Let's now train our mountain car!

In [4]:

# Custom training loop
max_epoch = 10
step_per_epoch = 10000
keep_n_steps = 30
buffer = ReplayBuffer(size=keep_n_steps)

# Set up collectors
train_collector = Collector(policy, single_env, buffer)
test_collector = Collector(policy, single_env)

#start a logger
logger_a2c = ts.utils.TensorboardLogger(SummaryWriter('log/a2c_cont_custom'))

for epoch in range(max_epoch):
    train_collector.reset()
    for step in range(step_per_epoch):
        # Collect one transition and store it in the buffer
        #train_collector.collect(n_step=1)
        train_collector.collect(n_step=keep_n_steps)

        # Sample the most recent observations from the buffer
        #batch, _ = train_collector.buffer.sample(batch_size=30)
        batch = train_collector.buffer[-keep_n_steps:]

        # Manually convert each field to a torch tensor
        batch.obs = torch.tensor(batch.obs, dtype=torch.float32)
        batch.act = torch.tensor(batch.act, dtype=torch.long)
        batch.rew = torch.tensor(batch.rew, dtype=torch.float32)
        batch.done = torch.tensor(batch.done, dtype=torch.float32)
        batch.obs_next = torch.tensor(batch.obs_next, dtype=torch.float32)

        # Perform A2C learning
        policy.learn(batch)

    # Testing and evaluation
    result = test_collector.collect(n_episode=10, reset_before_collect=True)
    print(f'Epoch #{epoch + 1}: reward = {result.returns.mean()}, loss = {policy.learn(batch)["loss"]}')

    # Log the average reward for the epoch
    logger_a2c.writer.add_scalar("Reward/test_avg", result.returns.mean(), epoch)



Epoch #1: reward = -48.375916737774574, loss = 0.6401092410087585
Epoch #2: reward = -44.70324852508283, loss = -0.218825563788414
Epoch #3: reward = -30.13676958747182, loss = -0.18150193989276886
Epoch #4: reward = -38.4824174600884, loss = -0.321969211101532
Epoch #5: reward = -35.13535820313831, loss = -0.29562821984291077


KeyboardInterrupt: 

Did it learn? Do you see rewards increasing? 

If so let's save the model:

In [5]:
torch.save(net.state_dict(), "models/A2C_mountain_model.pth")

Let's test out the model, and watch what it learnt.

Load in the trained model.

In [6]:
# Initialize a new network with the same architecture
loaded_net = ActorCriticNet(state_shape, action_shape)
loaded_net.load_state_dict(torch.load("models/A2C_mountain_model.pth"))


  loaded_net.load_state_dict(torch.load("models/A2C_mountain_model.pth"))


<All keys matched successfully>

Let's create an environment and build a policy based on our saved model.

In [7]:
# Create the environment for evaluation with rendering enabled
eval_env = gym.make("MountainCarContinuous-v0", render_mode="human")

# Set the loaded network as the model for a new SARSA policy
loaded_policy = A2CPolicy(model=loaded_net, optim=optimizer, action_space=action_space, gamma=0.99)  # Set epsilon=0 for pure exploitation


Now let's run our agent in the environment. Note: you can change the number of episodes to watch!

Point labels for objects
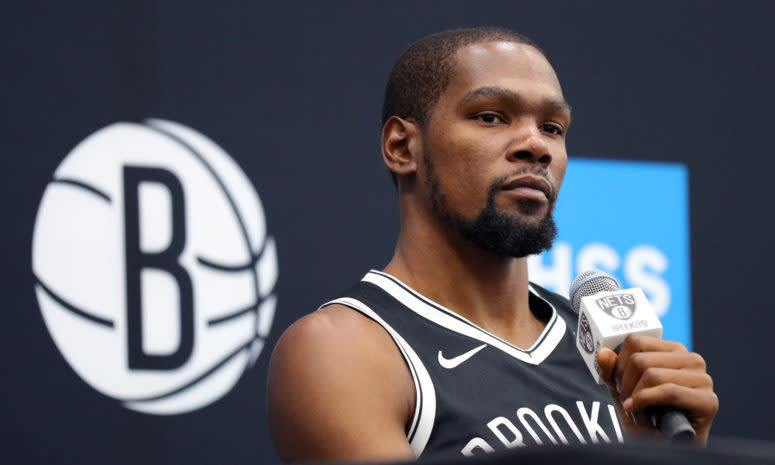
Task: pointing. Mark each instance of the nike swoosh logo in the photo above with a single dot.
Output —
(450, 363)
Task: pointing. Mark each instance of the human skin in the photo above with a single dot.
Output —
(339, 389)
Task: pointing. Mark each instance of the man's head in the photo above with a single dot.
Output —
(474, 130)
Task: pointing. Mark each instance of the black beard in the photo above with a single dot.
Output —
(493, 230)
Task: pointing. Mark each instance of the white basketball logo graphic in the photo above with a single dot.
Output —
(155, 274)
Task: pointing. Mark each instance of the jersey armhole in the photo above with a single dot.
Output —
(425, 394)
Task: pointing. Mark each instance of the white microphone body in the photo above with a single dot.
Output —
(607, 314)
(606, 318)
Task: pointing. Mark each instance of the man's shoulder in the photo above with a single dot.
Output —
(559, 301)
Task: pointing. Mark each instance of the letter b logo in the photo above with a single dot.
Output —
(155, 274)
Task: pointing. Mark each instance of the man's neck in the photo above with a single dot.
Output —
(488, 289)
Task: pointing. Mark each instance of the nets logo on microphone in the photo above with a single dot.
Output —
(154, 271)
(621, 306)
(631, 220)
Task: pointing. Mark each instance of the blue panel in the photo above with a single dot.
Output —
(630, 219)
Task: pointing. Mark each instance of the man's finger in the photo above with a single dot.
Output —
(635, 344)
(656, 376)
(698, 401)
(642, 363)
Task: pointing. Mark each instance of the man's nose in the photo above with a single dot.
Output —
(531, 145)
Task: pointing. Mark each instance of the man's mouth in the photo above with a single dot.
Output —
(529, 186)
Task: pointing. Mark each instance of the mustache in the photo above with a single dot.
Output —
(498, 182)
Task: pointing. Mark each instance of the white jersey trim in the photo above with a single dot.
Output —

- [WHAT YOU NEED TO DO]:
**A.** Please shorten the paragraph in the mountain car training walkthrough that begins "Now let's run our agent" into a single sentence that keeps its main facts.
**B.** Pick up the mountain car training walkthrough right after its final sentence and carry it forward.

- [OUTPUTS BY TASK]:
**A.** Run the agent in the environment, changing the number of episodes to watch if you like.

**B.**
In [8]:

# Set the number of episodes you want to watch
num_episodes = 1

for episode in range(num_episodes):
    obs, _ = eval_env.reset()
    done = False
    total_reward = 0
    
    print(f"Starting episode {episode + 1}")

    while not done:
        # Create a batch for the current observation
        obs_batch = Batch(obs=[obs])
        
        # Get action based on loaded model's Q-values (no exploration)
        action = loaded_policy.forward(obs_batch).act[0]
        
        # Step the environment with the selected action
        obs, reward, done, truncated, _ = eval_env.step(action)
        total_reward += reward

        # Check if the episode has ended
        if done or truncated:
            print(f"Episode {episode + 1} ended with total reward: {total_reward}")
            break  # Break out of the loop to start the next episode


# Close the environment after finishing all episodes
eval_env.close()

Starting episode 1
Episode 1 ended with total reward: -37.1962358648925
Starting episode 2


KeyboardInterrupt: 

**Things to try**

Try changing the environment or changing the hyperparameters:

* **Learning rate** (how fast to learn from new data): too high and the agent might learn sprious correlations between actions and outcomes, too low and it might take the agent for ever to figure what actions lead to good rewards.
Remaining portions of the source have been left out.